▸ **THE TASK**: The data must be returned exactly. No line may be left out.

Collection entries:
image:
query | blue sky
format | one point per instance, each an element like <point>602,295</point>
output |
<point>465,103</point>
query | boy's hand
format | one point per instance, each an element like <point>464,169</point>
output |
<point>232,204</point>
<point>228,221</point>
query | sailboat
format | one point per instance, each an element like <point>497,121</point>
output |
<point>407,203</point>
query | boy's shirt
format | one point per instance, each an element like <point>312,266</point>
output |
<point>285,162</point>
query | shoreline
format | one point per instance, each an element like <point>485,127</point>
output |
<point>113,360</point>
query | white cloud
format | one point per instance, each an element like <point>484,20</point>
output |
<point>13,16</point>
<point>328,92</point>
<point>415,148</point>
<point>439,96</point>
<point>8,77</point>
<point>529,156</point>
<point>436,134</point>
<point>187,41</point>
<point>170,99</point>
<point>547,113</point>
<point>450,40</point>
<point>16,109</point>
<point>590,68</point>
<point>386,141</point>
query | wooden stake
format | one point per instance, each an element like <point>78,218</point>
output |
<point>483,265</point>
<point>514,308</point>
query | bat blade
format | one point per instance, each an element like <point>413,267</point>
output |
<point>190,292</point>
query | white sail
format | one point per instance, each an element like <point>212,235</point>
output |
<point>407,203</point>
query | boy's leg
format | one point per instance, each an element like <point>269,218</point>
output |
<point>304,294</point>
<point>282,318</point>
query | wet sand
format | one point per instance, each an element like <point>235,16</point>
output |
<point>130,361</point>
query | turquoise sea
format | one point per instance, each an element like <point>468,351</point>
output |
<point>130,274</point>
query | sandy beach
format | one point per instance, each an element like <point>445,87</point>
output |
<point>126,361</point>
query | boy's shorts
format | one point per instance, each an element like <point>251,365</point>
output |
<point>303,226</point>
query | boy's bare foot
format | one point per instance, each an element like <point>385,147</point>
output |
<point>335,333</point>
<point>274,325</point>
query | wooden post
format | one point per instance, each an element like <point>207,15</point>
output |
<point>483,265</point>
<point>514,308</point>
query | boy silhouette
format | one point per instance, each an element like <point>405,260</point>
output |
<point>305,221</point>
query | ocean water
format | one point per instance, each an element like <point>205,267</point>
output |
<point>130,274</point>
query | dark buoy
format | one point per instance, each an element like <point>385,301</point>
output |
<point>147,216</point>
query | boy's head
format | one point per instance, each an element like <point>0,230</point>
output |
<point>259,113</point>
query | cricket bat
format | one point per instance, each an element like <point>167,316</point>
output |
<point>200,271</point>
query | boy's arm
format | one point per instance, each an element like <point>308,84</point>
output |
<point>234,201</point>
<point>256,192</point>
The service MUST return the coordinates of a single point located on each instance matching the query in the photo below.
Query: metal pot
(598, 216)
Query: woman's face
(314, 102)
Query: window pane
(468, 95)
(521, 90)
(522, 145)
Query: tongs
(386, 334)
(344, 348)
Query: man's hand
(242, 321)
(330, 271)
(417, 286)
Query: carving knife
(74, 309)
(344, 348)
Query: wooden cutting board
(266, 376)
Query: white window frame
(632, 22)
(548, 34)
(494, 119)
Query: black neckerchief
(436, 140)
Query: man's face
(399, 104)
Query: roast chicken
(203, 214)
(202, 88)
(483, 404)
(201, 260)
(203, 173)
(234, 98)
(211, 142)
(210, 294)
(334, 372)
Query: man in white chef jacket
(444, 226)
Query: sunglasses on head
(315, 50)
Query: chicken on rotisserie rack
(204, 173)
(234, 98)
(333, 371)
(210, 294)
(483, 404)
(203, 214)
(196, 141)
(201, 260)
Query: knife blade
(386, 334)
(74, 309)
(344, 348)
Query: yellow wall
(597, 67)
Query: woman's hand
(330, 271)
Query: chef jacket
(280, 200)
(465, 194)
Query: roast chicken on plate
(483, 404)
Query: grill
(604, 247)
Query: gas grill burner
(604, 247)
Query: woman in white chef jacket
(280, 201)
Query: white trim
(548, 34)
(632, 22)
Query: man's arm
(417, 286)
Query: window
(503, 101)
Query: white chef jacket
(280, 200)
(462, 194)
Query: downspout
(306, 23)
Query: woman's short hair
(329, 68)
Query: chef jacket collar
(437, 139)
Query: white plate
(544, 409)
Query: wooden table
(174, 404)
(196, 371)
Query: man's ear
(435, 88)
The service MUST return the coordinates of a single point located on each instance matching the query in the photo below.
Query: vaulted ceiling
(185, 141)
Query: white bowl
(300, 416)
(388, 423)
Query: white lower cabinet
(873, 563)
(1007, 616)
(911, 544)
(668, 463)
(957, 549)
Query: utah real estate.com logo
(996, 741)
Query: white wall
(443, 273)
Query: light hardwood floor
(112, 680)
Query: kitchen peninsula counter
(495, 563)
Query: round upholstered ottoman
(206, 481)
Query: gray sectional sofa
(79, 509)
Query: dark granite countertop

▸ **OUTPUT BELOW**:
image:
query | blue sky
format | one point per instance, each an element like <point>602,295</point>
output |
<point>465,103</point>
query | boy's hand
format | one point per instance, each an element like <point>464,169</point>
output |
<point>232,204</point>
<point>228,221</point>
query | sailboat
format | one point per instance, each an element like <point>497,121</point>
output |
<point>407,203</point>
query | boy's shirt
format | one point per instance, each an element like <point>312,266</point>
output |
<point>285,162</point>
query | shoreline
format | one point per instance, each an element like <point>485,127</point>
output |
<point>113,360</point>
query | white cloud
format | one point per instance, each an element like <point>484,20</point>
output |
<point>13,16</point>
<point>328,92</point>
<point>415,148</point>
<point>439,96</point>
<point>8,77</point>
<point>529,156</point>
<point>436,134</point>
<point>187,41</point>
<point>170,99</point>
<point>547,113</point>
<point>450,40</point>
<point>16,109</point>
<point>590,68</point>
<point>386,141</point>
query | wooden stake
format | one point per instance, each an element like <point>78,218</point>
output |
<point>483,265</point>
<point>514,308</point>
query | bat blade
format | one point per instance, each an element like <point>413,267</point>
output |
<point>190,292</point>
query | white sail
format | one point per instance, each an element like <point>212,235</point>
output |
<point>407,203</point>
query | boy's leg
format | one point per instance, each an element like <point>269,218</point>
output |
<point>304,294</point>
<point>282,318</point>
query | wet sand
format | one point per instance, each an element like <point>235,16</point>
output |
<point>130,361</point>
query | turquoise sea
format | one point per instance, each an element like <point>468,351</point>
output |
<point>130,274</point>
query | sandy beach
format | one point per instance, each an element like <point>445,87</point>
output |
<point>126,361</point>
query | boy's shorts
format | one point per instance, each an element like <point>251,365</point>
output |
<point>303,226</point>
query | boy's bare foot
format | one point per instance, each an element like <point>385,147</point>
output |
<point>335,333</point>
<point>274,325</point>
query | wooden post
format | one point per instance, each an element like <point>207,15</point>
output |
<point>483,265</point>
<point>514,308</point>
query | boy silhouette
format | one point per instance, each an element like <point>405,260</point>
output |
<point>305,221</point>
query | ocean water
format | one point per instance, each an element like <point>205,267</point>
output |
<point>130,274</point>
query | dark buoy
format | one point per instance, each an element like <point>385,301</point>
output |
<point>147,216</point>
query | boy's head
format | one point per instance, each an element like <point>0,230</point>
output |
<point>259,113</point>
query | cricket bat
format | one point per instance, each an element like <point>167,316</point>
output |
<point>200,271</point>
query | boy's arm
format | one point per instance, each an element like <point>308,84</point>
output |
<point>234,201</point>
<point>256,192</point>
The service MUST return the coordinates of a single point located on each instance matching the query in the photo below.
Query: metal pot
(598, 216)
Query: woman's face
(314, 102)
Query: window pane
(468, 95)
(521, 90)
(522, 145)
Query: tongs
(386, 334)
(344, 348)
Query: man's hand
(242, 321)
(330, 271)
(417, 286)
Query: carving knife
(74, 309)
(344, 348)
Query: wooden cutting board
(266, 376)
Query: white window frame
(632, 22)
(548, 34)
(494, 119)
Query: black neckerchief
(436, 140)
Query: man's face
(399, 104)
Query: roast chicken
(203, 214)
(202, 88)
(483, 404)
(201, 260)
(203, 173)
(234, 98)
(211, 142)
(210, 294)
(334, 372)
Query: man in white chef jacket
(444, 226)
Query: sunglasses on head
(315, 50)
Query: chicken on rotisserie rack
(204, 173)
(234, 98)
(333, 371)
(210, 294)
(483, 404)
(203, 214)
(196, 141)
(201, 260)
Query: knife blade
(386, 334)
(74, 309)
(344, 348)
Query: yellow wall
(597, 67)
Query: woman's hand
(330, 271)
Query: chef jacket
(280, 200)
(465, 194)
Query: roast chicken on plate
(483, 404)
Query: grill
(604, 247)
Query: gas grill burner
(604, 247)
Query: woman in white chef jacket
(280, 201)
Query: white trim
(548, 34)
(632, 22)
Query: man's arm
(417, 286)
Query: window
(503, 101)
Query: white chef jacket
(280, 200)
(462, 194)
Query: downspout
(306, 23)
Query: woman's short hair
(329, 68)
Query: chef jacket collar
(437, 139)
Query: white plate
(544, 409)
Query: wooden table
(174, 404)
(196, 371)
Query: man's ear
(435, 88)
The service MUST return the coordinates of a single point located on each instance matching the query in the photo below.
Query: vaulted ceiling
(185, 141)
Query: white bowl
(300, 416)
(388, 423)
Query: white lower cabinet
(873, 563)
(1007, 616)
(911, 544)
(668, 463)
(957, 549)
Query: utah real estate.com logo
(996, 741)
Query: white wall
(443, 273)
Query: light hardwood floor
(112, 680)
Query: kitchen peninsula counter
(495, 563)
Query: round upholstered ottoman
(206, 481)
Query: gray sectional sofa
(79, 509)
Query: dark granite countertop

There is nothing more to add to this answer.